Selected text>
BEGIN

About the job
About Ditto:
Ditto is revolutionizing data movement at the edge, empowering developers to create resilient, real-time applications irrespective of varying network conditions. Whether in a stadium, on an airplane, or at a remote military base, Ditto’s peer-to-peer synchronization engine guarantees continuous device connectivity and consistent data integrity, even in the absence of internet access. Backed by over $145 million in funding and trusted by esteemed organizations such as Chick-fil-A, Delta Airlines, and the U.S. military, Ditto facilitates mission-critical operations across sectors including aviation, retail, travel, hospitality, and defense. As a rapidly expanding, globally distributed startup, we are devoted to fostering a diverse and inclusive team that encapsulates a myriad of perspectives essential for addressing the world’s most complex connectivity challenges.
About the Position:
At this pivotal moment, Ditto is scaling to meet the needs of its enterprise clientele, necessitating skilled Site Reliability Engineers to uphold enterprise-grade reliability within our infrastructure.
This role presents a remarkable opportunity to become part of a specialized team dedicated to observability, system reliability, and operational excellence for our innovative edge-to-cloud database technology.
As a Site Reliability Engineer, you will be instrumental in ensuring the reliability, performance, and scalability of Ditto's cloud infrastructure. You will collaborate with product engineering teams to enhance system resilience, spearhead incident management processes, and develop observability solutions tailored for our distinct distributed architecture.
Key Responsibilities:
Develop and maintain observability solutions leveraging platforms such as Datadog, Prometheus, and Grafana.
Lead incident management efforts, coordinating response strategies, troubleshooting issues, and determining follow-up actions.
Collaborate with product engineering teams to design reliable systems, recover from incidents, and derive insights from failures.
Work with teams to establish and uphold SLOs, monitoring frameworks, and alerting mechanisms that ensure reliability at scale.
Design and implement automation and support tools to enhance system resilience, maintain operational safety, and minimize operational overhead.
Lead the creation and upkeep of runbooks, alert definitions, and incident response protocols.
Participate in on-call rotations to deliver 24/7 support for critical production systems.

END

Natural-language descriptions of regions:
BEGIN

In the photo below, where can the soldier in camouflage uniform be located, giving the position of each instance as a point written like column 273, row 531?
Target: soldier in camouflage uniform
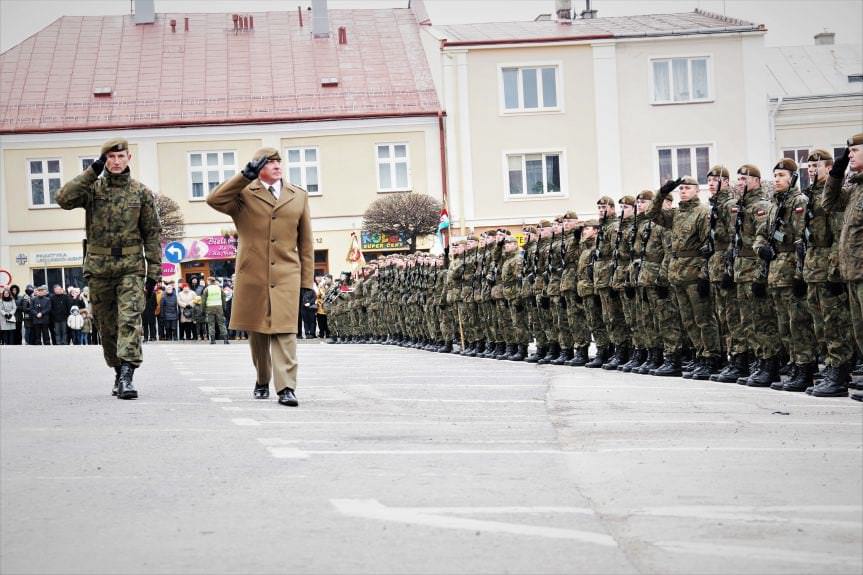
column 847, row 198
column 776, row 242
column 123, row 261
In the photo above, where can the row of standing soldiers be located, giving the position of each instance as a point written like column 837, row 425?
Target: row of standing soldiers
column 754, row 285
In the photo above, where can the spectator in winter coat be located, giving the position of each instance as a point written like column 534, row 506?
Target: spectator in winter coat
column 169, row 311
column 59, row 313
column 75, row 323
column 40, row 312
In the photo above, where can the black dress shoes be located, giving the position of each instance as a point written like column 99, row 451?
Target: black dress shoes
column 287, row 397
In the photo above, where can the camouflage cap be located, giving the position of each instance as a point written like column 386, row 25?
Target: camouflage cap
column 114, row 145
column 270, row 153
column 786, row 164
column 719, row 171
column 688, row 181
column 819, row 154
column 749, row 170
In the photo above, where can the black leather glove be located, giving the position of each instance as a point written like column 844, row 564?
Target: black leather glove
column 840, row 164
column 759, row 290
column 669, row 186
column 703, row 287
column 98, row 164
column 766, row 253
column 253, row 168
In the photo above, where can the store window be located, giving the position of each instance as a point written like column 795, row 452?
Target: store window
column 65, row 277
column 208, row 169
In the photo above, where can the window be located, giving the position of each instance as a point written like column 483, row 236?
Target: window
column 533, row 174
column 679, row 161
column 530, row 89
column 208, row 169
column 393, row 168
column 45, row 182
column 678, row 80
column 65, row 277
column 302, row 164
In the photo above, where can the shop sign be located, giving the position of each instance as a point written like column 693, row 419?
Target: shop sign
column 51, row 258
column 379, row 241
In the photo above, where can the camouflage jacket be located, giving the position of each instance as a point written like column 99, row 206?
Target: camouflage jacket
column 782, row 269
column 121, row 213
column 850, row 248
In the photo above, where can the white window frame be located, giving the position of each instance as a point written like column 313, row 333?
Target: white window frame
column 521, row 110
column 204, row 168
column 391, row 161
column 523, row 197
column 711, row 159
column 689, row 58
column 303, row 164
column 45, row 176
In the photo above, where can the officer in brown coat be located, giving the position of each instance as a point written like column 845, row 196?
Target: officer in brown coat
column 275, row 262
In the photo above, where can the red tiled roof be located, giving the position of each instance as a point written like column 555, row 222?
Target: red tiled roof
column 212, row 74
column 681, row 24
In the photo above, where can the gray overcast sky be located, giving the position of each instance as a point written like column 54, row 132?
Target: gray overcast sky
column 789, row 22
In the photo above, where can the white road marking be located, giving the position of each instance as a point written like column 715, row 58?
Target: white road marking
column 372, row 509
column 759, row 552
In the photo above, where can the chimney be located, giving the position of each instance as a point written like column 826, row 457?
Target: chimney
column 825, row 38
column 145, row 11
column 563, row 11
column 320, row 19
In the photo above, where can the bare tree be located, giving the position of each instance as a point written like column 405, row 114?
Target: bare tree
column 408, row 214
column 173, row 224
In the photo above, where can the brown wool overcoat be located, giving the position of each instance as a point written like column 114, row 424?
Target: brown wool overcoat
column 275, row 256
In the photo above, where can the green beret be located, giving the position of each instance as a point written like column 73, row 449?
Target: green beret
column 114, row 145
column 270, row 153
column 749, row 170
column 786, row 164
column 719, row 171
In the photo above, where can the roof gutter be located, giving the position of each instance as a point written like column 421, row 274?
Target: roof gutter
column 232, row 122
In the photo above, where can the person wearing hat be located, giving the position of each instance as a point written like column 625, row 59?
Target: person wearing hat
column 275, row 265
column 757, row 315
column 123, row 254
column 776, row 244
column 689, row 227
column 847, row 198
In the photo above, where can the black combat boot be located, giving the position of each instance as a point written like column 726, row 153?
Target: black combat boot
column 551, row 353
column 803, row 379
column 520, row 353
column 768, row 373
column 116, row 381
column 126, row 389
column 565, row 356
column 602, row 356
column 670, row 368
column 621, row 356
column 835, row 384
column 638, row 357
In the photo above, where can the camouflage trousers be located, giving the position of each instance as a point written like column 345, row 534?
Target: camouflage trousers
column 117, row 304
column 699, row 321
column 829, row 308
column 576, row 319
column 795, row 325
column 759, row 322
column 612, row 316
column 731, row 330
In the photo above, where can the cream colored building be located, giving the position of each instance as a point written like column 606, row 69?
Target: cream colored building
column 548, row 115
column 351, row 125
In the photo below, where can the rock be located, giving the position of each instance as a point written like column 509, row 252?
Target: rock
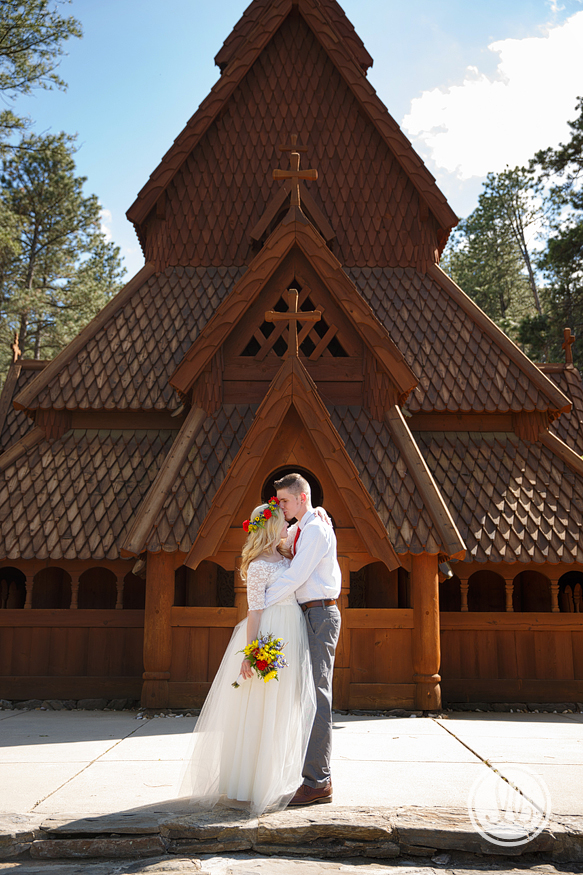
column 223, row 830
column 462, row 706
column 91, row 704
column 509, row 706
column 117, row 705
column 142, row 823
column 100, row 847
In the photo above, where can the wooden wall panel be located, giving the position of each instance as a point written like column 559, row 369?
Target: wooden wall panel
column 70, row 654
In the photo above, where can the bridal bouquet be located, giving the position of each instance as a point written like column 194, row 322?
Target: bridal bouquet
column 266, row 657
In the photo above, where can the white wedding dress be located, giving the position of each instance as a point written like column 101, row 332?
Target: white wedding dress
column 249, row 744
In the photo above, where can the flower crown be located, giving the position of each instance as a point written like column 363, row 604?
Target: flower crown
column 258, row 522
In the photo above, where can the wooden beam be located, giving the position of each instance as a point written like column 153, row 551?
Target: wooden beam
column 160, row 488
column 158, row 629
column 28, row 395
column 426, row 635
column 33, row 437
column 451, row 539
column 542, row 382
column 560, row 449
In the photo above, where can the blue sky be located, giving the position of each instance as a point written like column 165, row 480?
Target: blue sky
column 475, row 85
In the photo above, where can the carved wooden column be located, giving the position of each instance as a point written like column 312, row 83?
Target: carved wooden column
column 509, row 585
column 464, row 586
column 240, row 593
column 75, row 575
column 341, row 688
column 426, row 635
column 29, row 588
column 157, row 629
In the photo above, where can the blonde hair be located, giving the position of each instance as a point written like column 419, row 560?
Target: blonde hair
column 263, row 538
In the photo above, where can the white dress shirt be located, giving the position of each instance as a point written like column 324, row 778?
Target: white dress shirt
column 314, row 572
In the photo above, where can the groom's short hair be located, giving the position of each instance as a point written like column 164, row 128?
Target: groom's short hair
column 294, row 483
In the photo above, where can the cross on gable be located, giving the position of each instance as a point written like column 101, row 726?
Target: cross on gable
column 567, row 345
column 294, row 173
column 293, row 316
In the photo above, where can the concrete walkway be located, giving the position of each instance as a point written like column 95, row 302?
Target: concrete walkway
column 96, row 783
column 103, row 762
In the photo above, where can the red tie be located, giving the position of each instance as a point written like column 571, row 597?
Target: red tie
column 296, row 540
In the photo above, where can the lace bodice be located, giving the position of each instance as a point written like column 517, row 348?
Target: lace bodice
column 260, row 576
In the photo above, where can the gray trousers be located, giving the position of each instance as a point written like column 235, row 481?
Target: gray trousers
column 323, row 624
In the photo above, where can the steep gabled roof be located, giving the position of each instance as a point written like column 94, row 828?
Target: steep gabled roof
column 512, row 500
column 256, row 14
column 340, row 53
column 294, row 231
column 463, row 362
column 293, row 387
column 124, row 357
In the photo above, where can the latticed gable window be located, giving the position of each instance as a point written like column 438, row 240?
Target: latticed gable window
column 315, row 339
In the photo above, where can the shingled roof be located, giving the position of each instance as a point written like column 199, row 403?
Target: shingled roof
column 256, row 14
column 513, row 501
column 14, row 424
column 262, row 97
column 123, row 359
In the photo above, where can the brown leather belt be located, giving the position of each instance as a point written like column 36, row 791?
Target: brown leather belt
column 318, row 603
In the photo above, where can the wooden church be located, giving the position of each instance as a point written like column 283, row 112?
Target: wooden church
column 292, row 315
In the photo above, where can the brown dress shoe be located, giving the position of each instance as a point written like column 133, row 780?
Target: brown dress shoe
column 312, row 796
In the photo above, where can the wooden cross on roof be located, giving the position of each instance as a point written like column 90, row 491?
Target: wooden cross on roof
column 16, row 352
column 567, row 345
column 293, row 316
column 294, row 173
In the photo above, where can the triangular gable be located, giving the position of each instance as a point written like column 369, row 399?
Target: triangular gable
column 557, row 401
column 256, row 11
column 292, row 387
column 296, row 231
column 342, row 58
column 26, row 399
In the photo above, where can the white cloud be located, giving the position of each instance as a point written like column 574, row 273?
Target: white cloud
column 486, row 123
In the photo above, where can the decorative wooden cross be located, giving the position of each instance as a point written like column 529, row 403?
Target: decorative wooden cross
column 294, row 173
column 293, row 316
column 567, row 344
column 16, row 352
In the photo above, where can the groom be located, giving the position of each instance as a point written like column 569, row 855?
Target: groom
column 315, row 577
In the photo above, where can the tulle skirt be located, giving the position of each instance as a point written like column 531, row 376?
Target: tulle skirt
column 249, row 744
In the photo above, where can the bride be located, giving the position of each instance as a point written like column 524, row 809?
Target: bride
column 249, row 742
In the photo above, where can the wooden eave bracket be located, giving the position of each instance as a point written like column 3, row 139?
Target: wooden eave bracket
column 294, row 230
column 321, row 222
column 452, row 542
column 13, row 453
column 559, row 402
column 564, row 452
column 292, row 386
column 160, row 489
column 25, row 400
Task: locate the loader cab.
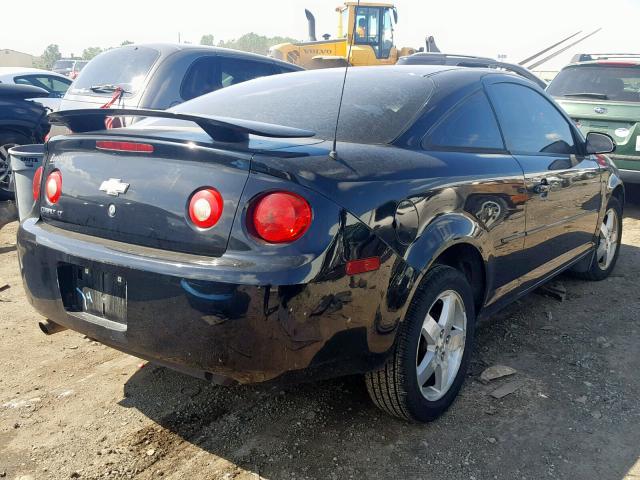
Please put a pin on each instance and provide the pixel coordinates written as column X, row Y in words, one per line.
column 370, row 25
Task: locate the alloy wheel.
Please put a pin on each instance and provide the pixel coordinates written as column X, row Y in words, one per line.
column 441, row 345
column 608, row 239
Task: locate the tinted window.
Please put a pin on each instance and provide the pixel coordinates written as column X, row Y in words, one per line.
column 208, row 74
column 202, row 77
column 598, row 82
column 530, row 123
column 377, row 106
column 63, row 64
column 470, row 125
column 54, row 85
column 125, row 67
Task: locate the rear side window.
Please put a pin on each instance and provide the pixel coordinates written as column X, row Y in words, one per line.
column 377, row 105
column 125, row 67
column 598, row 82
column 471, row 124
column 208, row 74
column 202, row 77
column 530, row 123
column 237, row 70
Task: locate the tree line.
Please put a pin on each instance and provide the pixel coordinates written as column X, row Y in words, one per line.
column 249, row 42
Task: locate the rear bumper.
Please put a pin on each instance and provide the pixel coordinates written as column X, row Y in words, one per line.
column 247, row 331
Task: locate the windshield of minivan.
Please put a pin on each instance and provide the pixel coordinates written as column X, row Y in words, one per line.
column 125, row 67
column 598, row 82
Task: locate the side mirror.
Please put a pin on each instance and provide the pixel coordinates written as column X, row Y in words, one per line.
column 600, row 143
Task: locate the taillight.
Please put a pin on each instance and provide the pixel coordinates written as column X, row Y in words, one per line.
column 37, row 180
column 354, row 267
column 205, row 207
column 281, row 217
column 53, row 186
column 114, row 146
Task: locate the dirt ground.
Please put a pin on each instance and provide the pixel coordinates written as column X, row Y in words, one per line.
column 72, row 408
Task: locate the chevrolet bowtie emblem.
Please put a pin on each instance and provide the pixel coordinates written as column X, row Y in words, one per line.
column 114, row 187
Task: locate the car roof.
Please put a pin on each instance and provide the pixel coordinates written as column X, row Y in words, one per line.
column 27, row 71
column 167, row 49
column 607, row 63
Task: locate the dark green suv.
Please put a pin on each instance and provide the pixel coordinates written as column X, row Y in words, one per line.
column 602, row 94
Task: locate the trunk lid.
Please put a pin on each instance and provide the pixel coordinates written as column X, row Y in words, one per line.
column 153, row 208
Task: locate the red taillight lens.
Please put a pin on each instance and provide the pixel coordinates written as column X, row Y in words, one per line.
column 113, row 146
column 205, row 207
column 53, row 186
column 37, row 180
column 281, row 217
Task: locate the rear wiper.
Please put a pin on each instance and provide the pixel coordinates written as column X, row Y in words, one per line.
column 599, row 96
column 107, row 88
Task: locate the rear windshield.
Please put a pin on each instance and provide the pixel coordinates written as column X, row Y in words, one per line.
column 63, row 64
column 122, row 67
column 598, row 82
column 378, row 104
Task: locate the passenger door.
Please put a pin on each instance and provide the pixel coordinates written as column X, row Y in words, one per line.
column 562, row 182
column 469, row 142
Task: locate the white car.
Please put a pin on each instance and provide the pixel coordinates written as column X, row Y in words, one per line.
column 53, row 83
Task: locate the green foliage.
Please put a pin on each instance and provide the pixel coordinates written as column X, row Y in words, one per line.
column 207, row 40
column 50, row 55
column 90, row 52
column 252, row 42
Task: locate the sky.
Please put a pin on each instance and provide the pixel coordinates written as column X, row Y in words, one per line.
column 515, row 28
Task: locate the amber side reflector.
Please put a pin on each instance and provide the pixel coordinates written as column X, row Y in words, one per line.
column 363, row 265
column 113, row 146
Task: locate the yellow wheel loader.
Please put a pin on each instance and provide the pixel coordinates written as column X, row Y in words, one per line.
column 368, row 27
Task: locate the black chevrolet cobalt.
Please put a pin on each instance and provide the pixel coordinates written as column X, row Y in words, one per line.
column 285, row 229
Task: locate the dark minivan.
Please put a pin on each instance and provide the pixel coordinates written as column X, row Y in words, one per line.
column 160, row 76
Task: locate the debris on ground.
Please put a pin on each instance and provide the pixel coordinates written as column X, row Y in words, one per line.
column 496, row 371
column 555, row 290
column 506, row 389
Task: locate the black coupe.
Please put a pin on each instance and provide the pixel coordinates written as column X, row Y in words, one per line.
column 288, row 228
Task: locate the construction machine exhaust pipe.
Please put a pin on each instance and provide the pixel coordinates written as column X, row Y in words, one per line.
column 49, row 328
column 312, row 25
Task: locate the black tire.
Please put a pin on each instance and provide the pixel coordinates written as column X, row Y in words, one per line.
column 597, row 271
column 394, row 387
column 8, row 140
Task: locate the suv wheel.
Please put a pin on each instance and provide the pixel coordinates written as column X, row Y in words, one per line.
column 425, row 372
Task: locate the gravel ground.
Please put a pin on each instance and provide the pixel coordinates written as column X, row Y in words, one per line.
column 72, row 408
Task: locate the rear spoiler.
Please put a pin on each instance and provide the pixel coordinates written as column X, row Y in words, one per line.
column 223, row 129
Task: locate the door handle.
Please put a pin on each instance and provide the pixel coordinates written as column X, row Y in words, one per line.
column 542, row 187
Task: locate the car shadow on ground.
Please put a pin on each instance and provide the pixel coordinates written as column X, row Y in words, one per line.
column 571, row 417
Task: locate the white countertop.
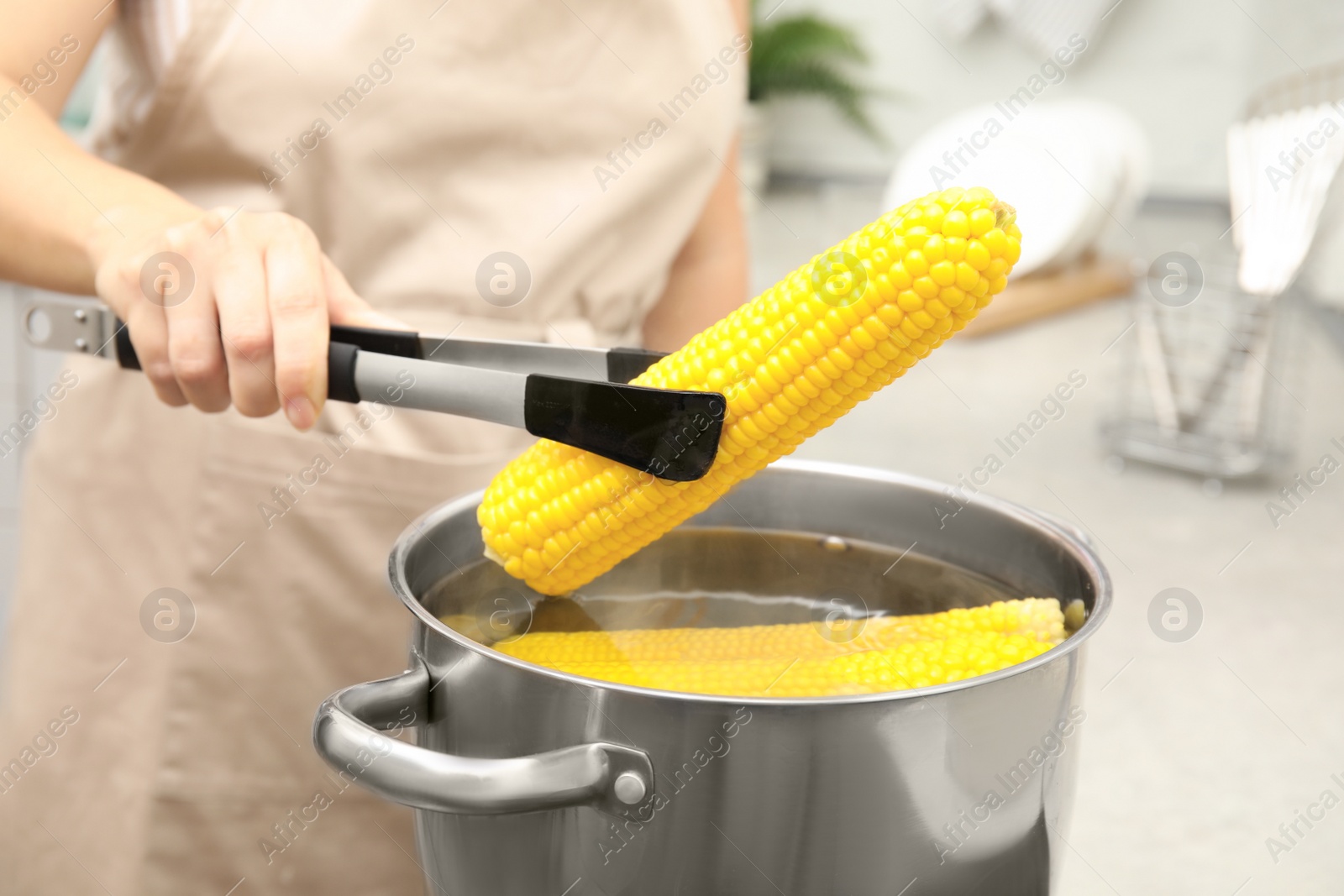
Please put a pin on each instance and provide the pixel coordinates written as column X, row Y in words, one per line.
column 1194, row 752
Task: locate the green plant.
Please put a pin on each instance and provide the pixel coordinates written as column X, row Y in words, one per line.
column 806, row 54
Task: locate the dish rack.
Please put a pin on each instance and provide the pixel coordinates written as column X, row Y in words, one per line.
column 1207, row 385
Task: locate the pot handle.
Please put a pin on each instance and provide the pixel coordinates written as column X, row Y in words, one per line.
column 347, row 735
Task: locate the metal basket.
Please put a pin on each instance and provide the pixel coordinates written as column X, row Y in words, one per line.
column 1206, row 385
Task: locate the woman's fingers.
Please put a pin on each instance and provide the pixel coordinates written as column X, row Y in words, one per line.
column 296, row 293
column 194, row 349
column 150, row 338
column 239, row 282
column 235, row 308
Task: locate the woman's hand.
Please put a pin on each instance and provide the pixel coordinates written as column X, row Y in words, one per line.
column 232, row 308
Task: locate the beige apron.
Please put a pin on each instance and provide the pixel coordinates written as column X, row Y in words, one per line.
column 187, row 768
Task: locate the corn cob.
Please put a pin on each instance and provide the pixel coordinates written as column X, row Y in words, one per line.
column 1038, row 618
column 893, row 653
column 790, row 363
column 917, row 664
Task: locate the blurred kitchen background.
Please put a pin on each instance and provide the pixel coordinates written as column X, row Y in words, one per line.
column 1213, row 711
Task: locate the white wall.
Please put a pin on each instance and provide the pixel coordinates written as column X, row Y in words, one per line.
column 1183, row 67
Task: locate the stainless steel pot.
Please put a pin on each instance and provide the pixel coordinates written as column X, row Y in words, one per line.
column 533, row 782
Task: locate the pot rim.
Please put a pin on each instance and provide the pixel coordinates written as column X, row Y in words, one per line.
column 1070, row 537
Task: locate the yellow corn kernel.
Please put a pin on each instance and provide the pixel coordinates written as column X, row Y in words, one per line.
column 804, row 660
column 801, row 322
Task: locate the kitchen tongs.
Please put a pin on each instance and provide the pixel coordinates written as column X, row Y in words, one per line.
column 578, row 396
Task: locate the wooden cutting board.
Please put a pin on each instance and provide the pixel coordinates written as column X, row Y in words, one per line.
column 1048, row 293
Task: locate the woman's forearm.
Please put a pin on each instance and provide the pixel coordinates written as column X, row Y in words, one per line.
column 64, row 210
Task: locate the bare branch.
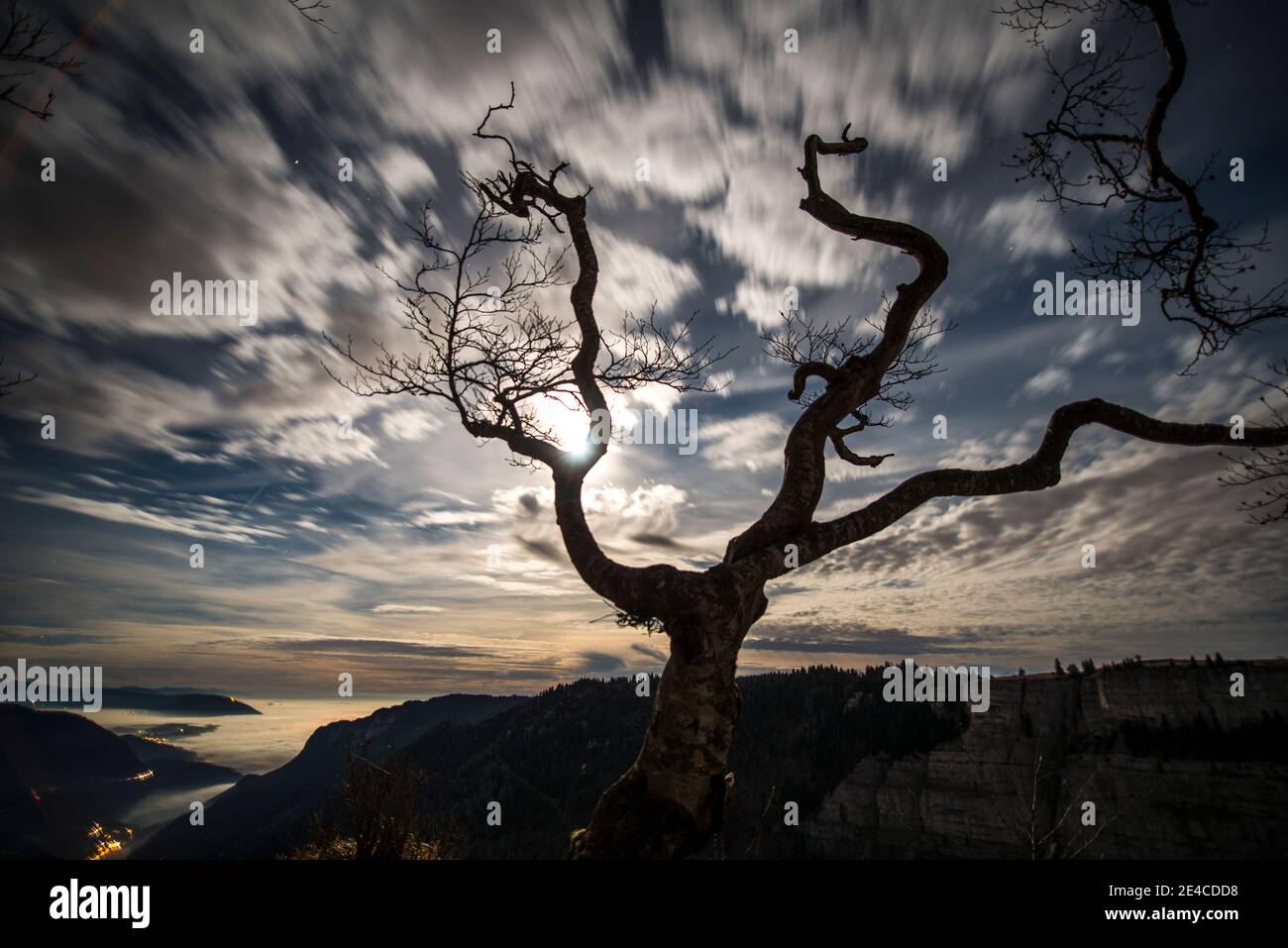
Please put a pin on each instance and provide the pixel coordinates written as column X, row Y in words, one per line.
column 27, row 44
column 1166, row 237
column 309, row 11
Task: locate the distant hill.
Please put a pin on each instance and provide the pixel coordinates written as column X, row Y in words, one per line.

END

Required actions>
A: According to the job posting, how much funding is Ditto backed by?
B: Reproduce the part of the job posting starting with "As a Site Reliability" and going on through "distinct distributed architecture.".
C: Translate this sentence from the job posting into Spanish: "Participate in on-call rotations to deliver 24/7 support for critical production systems."
The material has no connection to the job posting.

Your written answers>
A: Over $145 million.

B:
As a Site Reliability Engineer, you will be instrumental in ensuring the reliability, performance, and scalability of Ditto's cloud infrastructure. You will collaborate with product engineering teams to enhance system resilience, spearhead incident management processes, and develop observability solutions tailored for our distinct distributed architecture.

C: Participar en guardias rotativas para brindar soporte 24/7 a los sistemas de producción críticos.